::: Excerpt

A comprehensive mechanistic analysis of emerging pharmaceutical pollutants’ stress response in plants is needed to understand its chronic impact on food-chain contamination and agricultural productivity. To unravel this at systems-level, the current study employs insights from green-liver concept and establishes the utility of constraint-based modelling approach for elucidating perturbations in a plant’s metabolism due to pharmaceutical stress.

In this study, the stress response of an emerging recalcitrant anticonvulsant pollutant, carbamazepine (CBZ), was simulated in tomato crop under phototrophic conditions. For this, an updated genome-scale metabolic model of tomato leaf (CBZ_ i SL3433) was developed and augmented with CBZ transformation reactions based on the green-liver concept. The model was able to capture energy and co-factor competition-induced biomass reduction in presence of CBZ stress. Further, the study provides an in silico mechanistic proof for abiotic stress response induced by CBZ in tomato with altered flux states in nutrient assimilation, synthesis of key precursors of leaf biomass and secondary metabolites. Additionally, to extend the applicability of model, potential ameliorative effects of biostimulants such as proline, spermine, glycerol, and ethanol were investigated through model predictions. Through systematic computational analysis, 154 significantly altered reactions were identified in the presence of CBZ stress, of which 92 % of reactions were ameliorated with biostimulants. Amino acid biosynthesis was found to be the most significantly altered pathway under CBZ stress in the presence of biostimulants.

::::::
::: Input data

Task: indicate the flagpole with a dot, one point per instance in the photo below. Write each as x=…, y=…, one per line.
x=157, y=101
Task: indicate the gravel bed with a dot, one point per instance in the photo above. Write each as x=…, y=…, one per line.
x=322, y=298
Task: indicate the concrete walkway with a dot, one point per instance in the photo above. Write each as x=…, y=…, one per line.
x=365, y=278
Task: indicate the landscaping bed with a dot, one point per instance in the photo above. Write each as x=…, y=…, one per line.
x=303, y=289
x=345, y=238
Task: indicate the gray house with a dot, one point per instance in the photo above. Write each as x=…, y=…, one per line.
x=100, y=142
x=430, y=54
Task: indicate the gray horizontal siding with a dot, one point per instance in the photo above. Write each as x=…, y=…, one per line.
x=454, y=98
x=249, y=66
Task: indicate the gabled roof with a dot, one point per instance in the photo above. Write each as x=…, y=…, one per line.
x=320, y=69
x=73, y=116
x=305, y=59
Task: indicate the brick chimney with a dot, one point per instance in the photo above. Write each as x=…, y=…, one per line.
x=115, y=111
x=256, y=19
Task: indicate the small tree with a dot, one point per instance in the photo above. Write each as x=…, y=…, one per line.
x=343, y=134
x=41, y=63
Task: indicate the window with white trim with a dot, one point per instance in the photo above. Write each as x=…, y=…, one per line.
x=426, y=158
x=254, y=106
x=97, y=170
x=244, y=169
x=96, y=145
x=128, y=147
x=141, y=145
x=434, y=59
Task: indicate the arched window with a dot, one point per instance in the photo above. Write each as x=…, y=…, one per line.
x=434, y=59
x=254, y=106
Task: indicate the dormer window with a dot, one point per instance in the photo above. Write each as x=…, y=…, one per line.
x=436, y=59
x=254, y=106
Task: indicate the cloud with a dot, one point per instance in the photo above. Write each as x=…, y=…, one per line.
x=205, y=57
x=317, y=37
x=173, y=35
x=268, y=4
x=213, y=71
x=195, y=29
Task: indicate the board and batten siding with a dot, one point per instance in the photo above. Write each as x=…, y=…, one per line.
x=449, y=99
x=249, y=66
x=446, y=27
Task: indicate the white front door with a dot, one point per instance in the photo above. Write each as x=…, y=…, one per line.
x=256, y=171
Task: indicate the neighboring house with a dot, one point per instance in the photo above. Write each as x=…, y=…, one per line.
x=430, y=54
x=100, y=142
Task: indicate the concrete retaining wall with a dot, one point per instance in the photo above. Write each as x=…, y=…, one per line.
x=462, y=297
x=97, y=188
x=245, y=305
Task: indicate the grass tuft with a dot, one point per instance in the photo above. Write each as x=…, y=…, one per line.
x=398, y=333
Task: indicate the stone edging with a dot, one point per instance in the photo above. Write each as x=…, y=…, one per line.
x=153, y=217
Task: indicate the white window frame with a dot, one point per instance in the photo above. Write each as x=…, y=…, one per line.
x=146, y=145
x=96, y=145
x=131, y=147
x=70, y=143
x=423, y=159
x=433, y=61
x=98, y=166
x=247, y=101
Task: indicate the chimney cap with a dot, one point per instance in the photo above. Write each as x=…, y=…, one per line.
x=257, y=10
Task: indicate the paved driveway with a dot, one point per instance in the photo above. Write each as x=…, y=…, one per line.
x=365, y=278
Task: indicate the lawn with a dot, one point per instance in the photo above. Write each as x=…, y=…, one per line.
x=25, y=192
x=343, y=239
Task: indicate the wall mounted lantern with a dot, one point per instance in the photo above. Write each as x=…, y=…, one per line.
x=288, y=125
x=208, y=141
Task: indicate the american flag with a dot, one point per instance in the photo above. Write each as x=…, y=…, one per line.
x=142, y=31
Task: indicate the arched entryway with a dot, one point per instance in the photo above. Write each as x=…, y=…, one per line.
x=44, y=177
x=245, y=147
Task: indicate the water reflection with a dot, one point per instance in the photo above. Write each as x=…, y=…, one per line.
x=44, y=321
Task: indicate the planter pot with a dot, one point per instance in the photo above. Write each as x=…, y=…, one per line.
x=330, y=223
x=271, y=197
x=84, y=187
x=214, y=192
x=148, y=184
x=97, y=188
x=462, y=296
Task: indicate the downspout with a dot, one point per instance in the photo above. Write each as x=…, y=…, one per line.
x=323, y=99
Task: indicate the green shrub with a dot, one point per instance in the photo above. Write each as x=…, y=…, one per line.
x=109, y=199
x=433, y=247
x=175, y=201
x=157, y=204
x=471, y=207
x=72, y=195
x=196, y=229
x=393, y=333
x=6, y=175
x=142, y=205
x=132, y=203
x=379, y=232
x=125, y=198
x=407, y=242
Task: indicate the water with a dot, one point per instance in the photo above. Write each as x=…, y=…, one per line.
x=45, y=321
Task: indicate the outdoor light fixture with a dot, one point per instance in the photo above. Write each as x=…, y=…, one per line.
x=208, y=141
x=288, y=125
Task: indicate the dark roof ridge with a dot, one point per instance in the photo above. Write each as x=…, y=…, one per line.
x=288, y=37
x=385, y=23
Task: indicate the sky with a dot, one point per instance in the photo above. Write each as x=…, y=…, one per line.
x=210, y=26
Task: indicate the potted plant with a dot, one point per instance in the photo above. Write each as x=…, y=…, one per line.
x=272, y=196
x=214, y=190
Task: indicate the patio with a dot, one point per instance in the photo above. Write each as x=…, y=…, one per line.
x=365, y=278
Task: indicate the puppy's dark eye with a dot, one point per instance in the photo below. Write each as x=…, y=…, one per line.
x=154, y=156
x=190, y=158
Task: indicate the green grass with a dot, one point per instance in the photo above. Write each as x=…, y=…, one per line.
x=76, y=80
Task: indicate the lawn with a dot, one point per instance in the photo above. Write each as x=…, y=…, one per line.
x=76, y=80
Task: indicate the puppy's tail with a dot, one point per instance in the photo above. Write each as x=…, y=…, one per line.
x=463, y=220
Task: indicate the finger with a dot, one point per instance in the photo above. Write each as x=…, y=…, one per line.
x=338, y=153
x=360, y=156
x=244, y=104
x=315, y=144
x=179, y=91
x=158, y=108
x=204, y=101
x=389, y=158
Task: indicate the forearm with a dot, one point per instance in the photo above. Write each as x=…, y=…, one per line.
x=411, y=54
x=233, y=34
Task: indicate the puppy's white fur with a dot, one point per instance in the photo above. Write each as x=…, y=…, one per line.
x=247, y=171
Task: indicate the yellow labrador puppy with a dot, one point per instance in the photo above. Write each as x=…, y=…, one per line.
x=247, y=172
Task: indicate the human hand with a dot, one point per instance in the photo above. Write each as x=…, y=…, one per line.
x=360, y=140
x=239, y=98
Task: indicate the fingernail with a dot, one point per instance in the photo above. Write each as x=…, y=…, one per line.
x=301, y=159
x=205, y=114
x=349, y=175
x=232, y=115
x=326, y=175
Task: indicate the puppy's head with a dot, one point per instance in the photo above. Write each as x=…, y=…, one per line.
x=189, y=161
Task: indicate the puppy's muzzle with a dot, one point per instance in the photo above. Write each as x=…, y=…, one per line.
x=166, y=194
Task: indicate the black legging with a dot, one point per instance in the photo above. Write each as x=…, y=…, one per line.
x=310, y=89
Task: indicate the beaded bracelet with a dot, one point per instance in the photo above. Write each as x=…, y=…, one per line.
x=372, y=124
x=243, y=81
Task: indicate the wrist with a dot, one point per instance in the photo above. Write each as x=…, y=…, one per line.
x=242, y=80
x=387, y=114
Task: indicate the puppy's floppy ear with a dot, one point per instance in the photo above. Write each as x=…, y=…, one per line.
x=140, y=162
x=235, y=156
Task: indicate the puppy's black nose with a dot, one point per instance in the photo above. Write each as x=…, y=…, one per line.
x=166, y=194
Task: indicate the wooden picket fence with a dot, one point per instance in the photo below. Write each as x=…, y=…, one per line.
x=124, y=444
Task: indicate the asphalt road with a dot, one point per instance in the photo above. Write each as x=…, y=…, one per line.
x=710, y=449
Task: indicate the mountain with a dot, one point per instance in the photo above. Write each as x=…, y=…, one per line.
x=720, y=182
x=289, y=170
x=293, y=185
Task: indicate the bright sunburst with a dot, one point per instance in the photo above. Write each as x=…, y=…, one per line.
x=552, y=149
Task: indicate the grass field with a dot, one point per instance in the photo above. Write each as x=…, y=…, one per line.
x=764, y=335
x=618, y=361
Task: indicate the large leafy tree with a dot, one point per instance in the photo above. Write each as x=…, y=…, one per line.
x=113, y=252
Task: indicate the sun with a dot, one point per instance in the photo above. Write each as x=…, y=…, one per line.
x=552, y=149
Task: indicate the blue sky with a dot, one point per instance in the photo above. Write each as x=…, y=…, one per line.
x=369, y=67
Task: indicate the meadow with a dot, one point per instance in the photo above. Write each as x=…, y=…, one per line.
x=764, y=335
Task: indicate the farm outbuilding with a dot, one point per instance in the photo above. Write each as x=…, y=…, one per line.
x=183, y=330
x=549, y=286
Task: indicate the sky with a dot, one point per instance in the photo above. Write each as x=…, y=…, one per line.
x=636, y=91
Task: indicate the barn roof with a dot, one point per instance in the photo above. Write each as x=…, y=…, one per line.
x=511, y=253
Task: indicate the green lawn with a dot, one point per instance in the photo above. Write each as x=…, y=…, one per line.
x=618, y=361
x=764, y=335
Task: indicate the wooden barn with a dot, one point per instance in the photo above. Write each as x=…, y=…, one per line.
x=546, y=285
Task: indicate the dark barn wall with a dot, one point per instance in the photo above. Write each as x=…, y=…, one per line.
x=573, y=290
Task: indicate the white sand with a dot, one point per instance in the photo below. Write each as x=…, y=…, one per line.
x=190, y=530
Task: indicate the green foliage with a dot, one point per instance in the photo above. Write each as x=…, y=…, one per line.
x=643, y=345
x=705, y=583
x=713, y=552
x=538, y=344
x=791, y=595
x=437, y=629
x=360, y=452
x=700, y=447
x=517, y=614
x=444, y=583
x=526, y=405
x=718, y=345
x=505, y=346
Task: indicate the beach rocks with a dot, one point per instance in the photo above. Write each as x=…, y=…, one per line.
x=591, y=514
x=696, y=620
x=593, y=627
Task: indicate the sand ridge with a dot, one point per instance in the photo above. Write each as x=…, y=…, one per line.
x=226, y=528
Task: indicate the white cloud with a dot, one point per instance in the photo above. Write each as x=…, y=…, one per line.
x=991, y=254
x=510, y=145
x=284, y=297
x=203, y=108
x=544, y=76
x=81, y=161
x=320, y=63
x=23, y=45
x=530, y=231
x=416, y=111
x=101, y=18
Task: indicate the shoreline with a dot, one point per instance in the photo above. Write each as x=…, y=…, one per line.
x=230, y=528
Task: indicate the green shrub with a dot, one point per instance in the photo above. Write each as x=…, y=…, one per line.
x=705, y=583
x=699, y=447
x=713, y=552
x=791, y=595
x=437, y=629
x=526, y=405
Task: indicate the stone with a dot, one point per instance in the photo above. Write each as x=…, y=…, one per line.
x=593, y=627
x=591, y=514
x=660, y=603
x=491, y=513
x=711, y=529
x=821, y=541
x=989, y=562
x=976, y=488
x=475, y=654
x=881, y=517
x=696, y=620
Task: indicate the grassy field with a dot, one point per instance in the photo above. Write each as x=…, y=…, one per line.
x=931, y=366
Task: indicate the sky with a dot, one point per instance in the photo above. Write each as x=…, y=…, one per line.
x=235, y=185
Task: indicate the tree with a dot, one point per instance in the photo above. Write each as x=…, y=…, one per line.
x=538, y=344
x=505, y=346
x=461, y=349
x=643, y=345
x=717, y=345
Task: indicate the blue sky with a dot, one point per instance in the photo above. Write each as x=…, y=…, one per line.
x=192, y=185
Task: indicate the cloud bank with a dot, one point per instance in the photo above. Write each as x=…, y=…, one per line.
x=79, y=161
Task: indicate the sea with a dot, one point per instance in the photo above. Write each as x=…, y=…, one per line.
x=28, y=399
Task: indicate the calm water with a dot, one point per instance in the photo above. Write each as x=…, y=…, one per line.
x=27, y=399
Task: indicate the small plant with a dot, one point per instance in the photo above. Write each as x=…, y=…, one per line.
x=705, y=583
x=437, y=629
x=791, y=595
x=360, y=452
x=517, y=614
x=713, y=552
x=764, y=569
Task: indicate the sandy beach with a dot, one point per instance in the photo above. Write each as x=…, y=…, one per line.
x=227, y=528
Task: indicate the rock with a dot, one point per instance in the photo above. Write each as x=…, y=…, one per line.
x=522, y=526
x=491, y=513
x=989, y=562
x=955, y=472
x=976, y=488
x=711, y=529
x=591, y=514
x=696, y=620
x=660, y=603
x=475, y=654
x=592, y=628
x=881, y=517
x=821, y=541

::::::

**Tasks to perform**.
• A. Repeat the carbamazepine abstract from "A comprehensive mechanistic" to "to pharmaceutical stress.".
• B. According to the carbamazepine abstract, why did the study examine biostimulants such as proline, spermine, glycerol, and ethanol through model predictions?
The lines above come from a different source than the carbamazepine abstract.

**Responses in order**.
• A.
A comprehensive mechanistic analysis of emerging pharmaceutical pollutants’ stress response in plants is needed to understand its chronic impact on food-chain contamination and agricultural productivity. To unravel this at systems-level, the current study employs insights from green-liver concept and establishes the utility of constraint-based modelling approach for elucidating perturbations in a plant’s metabolism due to pharmaceutical stress.

• B. They were examined to extend the applicability of the model. The model predictions tested their potential ameliorative effects against carbamazepine stress in tomato.